_Work required_
From the records below, output exactly the lines running from the line containing "label the sky, a point per instance." through the line containing "label the black rifle, a point per instance.", and no others.

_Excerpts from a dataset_
»»

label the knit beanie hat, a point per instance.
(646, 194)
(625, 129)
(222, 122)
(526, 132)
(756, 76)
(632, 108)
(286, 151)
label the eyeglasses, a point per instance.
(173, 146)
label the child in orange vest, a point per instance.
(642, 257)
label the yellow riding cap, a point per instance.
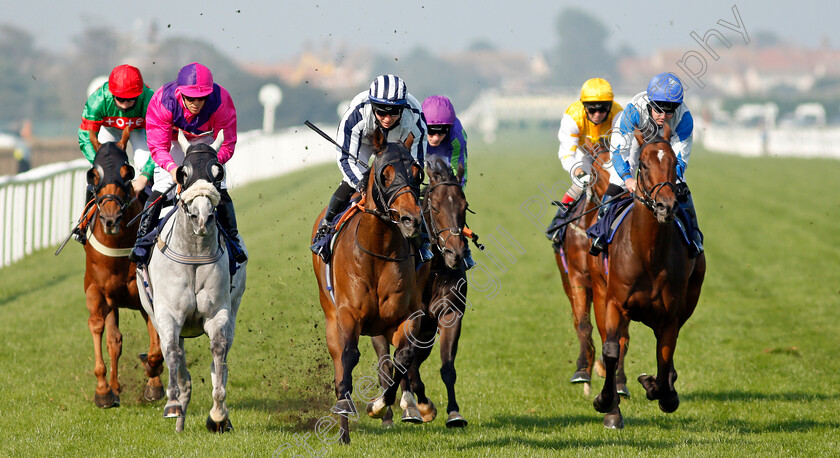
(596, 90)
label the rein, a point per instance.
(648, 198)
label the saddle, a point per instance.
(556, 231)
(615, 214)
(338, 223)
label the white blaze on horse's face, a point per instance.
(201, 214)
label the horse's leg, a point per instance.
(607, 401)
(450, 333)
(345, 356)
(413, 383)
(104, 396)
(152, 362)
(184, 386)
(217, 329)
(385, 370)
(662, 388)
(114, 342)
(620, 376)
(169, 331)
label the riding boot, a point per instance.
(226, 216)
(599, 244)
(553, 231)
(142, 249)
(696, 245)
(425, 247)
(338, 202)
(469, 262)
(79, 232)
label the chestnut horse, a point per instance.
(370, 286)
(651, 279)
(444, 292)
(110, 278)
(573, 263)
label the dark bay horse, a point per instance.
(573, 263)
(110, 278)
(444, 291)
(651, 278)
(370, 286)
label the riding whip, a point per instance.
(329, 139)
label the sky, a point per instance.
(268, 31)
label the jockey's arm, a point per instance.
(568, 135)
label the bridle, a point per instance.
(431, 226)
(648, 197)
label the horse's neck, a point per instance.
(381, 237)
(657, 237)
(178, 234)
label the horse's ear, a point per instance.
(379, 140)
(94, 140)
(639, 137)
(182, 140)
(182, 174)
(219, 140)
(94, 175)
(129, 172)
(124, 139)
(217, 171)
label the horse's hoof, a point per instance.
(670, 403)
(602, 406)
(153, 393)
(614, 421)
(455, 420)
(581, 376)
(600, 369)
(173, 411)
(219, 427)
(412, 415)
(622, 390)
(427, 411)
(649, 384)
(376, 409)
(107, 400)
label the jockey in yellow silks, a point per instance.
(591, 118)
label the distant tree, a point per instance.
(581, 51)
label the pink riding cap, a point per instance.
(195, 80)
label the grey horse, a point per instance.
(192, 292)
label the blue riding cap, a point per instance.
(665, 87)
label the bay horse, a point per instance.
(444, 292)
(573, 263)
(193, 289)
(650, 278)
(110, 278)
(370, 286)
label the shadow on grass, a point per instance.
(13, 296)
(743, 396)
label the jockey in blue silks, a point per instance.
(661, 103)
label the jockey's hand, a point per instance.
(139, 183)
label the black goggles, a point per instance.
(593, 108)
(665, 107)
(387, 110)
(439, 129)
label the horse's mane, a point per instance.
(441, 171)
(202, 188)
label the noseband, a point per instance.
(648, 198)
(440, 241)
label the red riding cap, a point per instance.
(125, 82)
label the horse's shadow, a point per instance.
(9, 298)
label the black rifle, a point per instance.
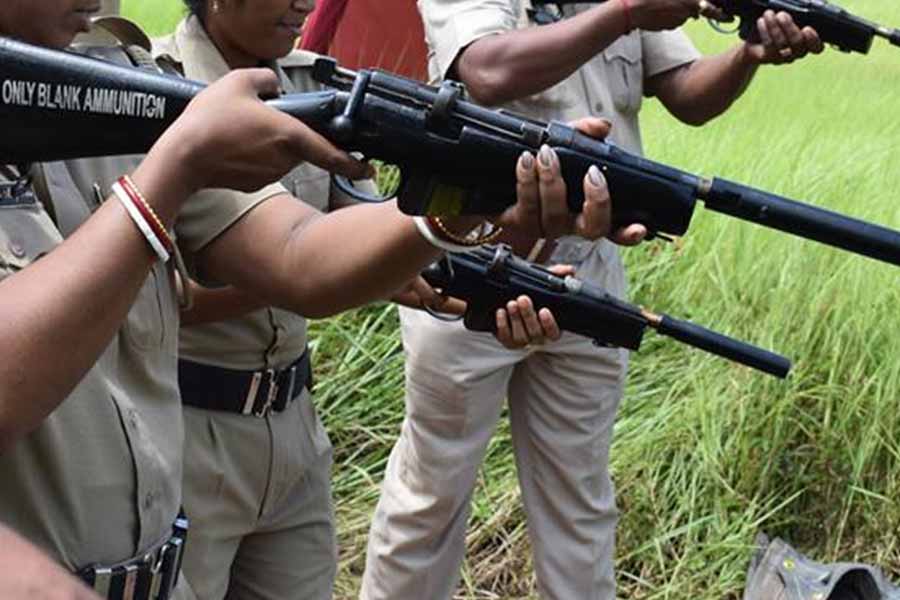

««
»»

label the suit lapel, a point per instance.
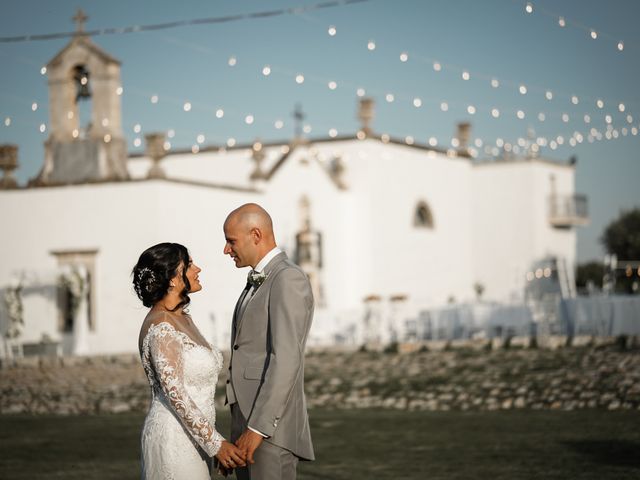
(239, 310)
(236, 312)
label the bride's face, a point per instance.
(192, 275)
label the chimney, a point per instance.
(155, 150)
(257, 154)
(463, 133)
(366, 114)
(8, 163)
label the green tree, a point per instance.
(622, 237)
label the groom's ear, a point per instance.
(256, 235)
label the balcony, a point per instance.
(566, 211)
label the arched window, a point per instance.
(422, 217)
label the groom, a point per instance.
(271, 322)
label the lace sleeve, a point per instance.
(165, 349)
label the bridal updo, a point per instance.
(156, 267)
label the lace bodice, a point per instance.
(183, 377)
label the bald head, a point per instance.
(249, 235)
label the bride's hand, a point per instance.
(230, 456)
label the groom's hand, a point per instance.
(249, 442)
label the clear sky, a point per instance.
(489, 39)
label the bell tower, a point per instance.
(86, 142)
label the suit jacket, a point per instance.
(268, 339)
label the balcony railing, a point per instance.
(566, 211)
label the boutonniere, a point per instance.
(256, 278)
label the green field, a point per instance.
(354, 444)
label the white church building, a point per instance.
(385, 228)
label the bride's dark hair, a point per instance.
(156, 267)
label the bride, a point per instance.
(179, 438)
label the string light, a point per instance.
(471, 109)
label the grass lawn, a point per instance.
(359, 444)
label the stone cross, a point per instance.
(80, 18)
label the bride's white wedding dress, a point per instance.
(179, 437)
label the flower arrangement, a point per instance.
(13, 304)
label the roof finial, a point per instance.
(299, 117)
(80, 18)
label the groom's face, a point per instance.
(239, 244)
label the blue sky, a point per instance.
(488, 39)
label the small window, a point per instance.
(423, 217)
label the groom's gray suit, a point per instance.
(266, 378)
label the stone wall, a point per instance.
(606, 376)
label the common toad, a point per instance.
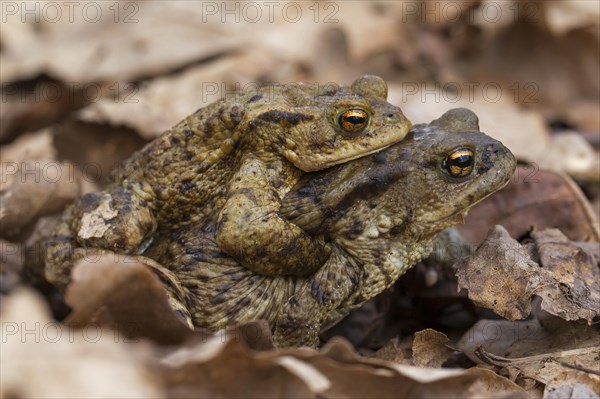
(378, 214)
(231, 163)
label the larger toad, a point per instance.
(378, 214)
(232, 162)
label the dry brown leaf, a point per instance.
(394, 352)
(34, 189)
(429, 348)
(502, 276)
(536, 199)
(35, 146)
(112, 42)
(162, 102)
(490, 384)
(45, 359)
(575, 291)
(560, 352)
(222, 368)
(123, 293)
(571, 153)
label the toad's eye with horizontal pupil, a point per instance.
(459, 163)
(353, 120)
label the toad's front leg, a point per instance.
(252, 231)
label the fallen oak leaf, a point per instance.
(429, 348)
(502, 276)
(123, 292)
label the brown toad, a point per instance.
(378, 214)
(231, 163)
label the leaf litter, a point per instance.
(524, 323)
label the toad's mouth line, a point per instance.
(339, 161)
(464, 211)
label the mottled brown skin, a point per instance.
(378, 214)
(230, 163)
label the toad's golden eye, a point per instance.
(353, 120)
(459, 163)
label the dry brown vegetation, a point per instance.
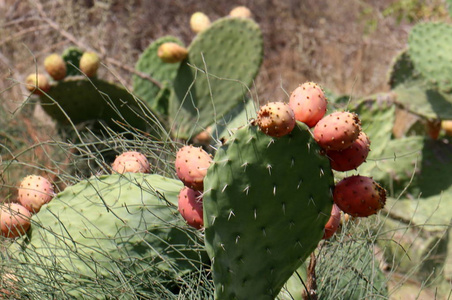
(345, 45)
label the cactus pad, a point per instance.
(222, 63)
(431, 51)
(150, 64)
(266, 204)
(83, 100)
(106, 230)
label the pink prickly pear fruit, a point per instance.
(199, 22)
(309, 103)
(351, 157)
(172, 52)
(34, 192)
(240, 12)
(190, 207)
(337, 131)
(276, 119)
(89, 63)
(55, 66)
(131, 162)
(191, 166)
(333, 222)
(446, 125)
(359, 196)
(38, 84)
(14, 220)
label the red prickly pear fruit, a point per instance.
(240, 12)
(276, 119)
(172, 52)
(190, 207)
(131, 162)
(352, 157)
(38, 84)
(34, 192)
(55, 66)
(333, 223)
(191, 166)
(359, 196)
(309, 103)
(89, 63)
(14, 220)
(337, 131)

««
»»

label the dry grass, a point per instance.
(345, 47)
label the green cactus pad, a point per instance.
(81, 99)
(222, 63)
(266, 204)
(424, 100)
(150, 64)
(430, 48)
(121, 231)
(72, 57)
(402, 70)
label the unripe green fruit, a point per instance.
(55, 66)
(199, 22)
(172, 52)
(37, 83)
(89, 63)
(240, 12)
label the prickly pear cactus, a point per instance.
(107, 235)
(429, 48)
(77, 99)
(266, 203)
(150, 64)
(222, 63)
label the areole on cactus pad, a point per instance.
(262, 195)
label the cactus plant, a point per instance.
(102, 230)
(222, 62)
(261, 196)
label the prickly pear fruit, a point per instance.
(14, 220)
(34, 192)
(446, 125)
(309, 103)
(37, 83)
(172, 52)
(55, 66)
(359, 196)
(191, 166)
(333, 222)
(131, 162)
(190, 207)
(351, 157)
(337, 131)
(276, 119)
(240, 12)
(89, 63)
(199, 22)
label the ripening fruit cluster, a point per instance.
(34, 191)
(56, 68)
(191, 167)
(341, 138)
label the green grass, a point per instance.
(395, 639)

««

_Written solution_
label the sky, a point per instance.
(268, 31)
label the jockey's arm, a point per instance.
(568, 135)
label the bridle, a point per instance.
(431, 226)
(648, 197)
label the horse's neck, a point per instance.
(381, 237)
(657, 237)
(178, 234)
label the horse's ear, a point per instance.
(379, 140)
(94, 140)
(639, 137)
(182, 140)
(182, 174)
(219, 140)
(94, 175)
(129, 172)
(124, 139)
(217, 171)
label the horse's hoof, a point per instance.
(670, 403)
(602, 406)
(153, 393)
(614, 421)
(455, 420)
(581, 376)
(600, 369)
(173, 411)
(219, 427)
(412, 415)
(622, 390)
(427, 411)
(649, 384)
(376, 409)
(107, 400)
label the jockey in yellow silks, a point per instance.
(591, 118)
label the distant tree, a point per instance.
(581, 51)
label the pink riding cap, a point per instance.
(195, 80)
label the grey horse, a point per instance.
(192, 292)
label the blue riding cap, a point per instance.
(665, 87)
label the bay horse, a point per instance.
(444, 292)
(573, 263)
(193, 289)
(650, 278)
(110, 278)
(370, 286)
label the shadow on grass, a point per instance.
(13, 296)
(743, 396)
label the jockey in blue silks, a point per instance.
(661, 103)
label the jockey's hand, a point per instance.
(139, 183)
label the black goggles, a point per instance.
(593, 108)
(665, 107)
(387, 110)
(439, 129)
label the horse's mane, a point per instance.
(441, 171)
(202, 188)
label the noseband, a point per instance.
(648, 198)
(440, 241)
label the red riding cap, a point per instance.
(125, 82)
label the horse's shadow, a point per instance.
(9, 298)
label the black rifle, a point per instance.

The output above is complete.